● ТЕКСТ УПРАЖНЕНИЯ

■ ■ ■ ■ ■ ■ ■

Переехала я в Оптину, а Мельхиседек стал мне письма писать. Батюшка велел мне все письма, что я вообще получала, сначала приносить ему, а уж потом распечатывать. Письма от других он, бывало, перекрестит и сразу отдает мне читать, а Мельхиседековы положит к себе в карман и носит недели по три. Потом примет меня и скажет: «А мы-то с тобой еще письма не прочитали. На, читай». А я начну читать и ничего разобрать не могу, все у меня в глазах мелькает, строчки сливаются. Так я и не знала, что он там писал.

Потом мама моя на Рождество за мной приехала — домой увезти меня, а Мельхиседек 75 миллионов дал на дорогу. Я прихожу к батюшке, рассказываю, домой прошусь, а он мне в ответ: «На все четыре стороны». И ушел к себе в келлию. Я ждала его, ждала, он не выходит. Ушла я домой, а после вечерни опять прошусь к нему, а он не принимает: «Я ей все сказал». Наконец упросили его, принял меня и велел позвать мать, а как вошла она, так строго на нее напал: «Ты зачем сюда? Молиться, или людей из монастыря выманивать? Вот поговей у нас, да и уезжай домой, а дочка теперь не твоя, а Божия». Мама моя смирилась и сама стала оставлять меня в монастыре. Так я домой и не поехала.

Страхования у меня начались: батюшка мне велел читать молитву: «Господи от страха вражьего изми душу мою», а потом велел каждый день в три часа дня читать три раза «Богородицу», а потом «Господи, помилуй», «Боже, милостив буди мне грешной». И сам обещал в это же время молиться за меня.

Когда Батюшку арестовали и посадили в больнице, сестра моя перебралась к нему и спросила, как нам дальше жить, к кому обращаться. Он ее к о. Никону направил и сказал: «Тебя в Оптину Божий промысел привел, а Ириша пусть домой едет, она здесь по недоразумению».

А я все-таки захотела спросить о себе и тоже пробралась к Батюшке, и он мне сказал: «Ты к о. Никону обращайся сначала лично, а потом будешь письменно». А я тогда батюшку Никона не знала совсем и боялась. Стала я спорить с Батюшкой: «Я лучше буду относиться к отцу Мелетию». А Батюшка мне: «Нет на это моего благословения. Относись к о. Никону». Так и перешла я к о. Никону и очень была довольна. Потом пошла к Батюшке в Холмищи, прошу у него благословения, а он говорит: «Кто у тебя духовник?» — «Отец Никон». — «Нет, нет у тебя духовника».

■ ■ ■ ■ ■ ■ ■

● ФРАГМЕНТ ДАННЫХ
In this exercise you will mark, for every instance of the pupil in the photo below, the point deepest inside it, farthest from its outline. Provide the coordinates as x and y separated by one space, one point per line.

■ ■ ■ ■ ■ ■ ■

● ЧТО НУЖНО СДЕЛАТЬ
(A) Перепишите из текста упражнения без изменений отрывок, который начинается со слов «Потом мама моя» и заканчивается словами «домой и не поехала.».
(B) Согласно тексту упражнения, в какое время и сколько раз батюшка велел читать «Богородицу»?

● СПИСОК ОТВЕТОВ
(A)
Потом мама моя на Рождество за мной приехала — домой увезти меня, а Мельхиседек 75 миллионов дал на дорогу. Я прихожу к батюшке, рассказываю, домой прошусь, а он мне в ответ: «На все четыре стороны». И ушел к себе в келлию. Я ждала его, ждала, он не выходит. Ушла я домой, а после вечерни опять прошусь к нему, а он не принимает: «Я ей все сказал». Наконец упросили его, принял меня и велел позвать мать, а как вошла она, так строго на нее напал: «Ты зачем сюда? Молиться, или людей из монастыря выманивать? Вот поговей у нас, да и уезжай домой, а дочка теперь не твоя, а Божия». Мама моя смирилась и сама стала оставлять меня в монастыре. Так я домой и не поехала.

(B) Каждый день в три часа дня, три раза.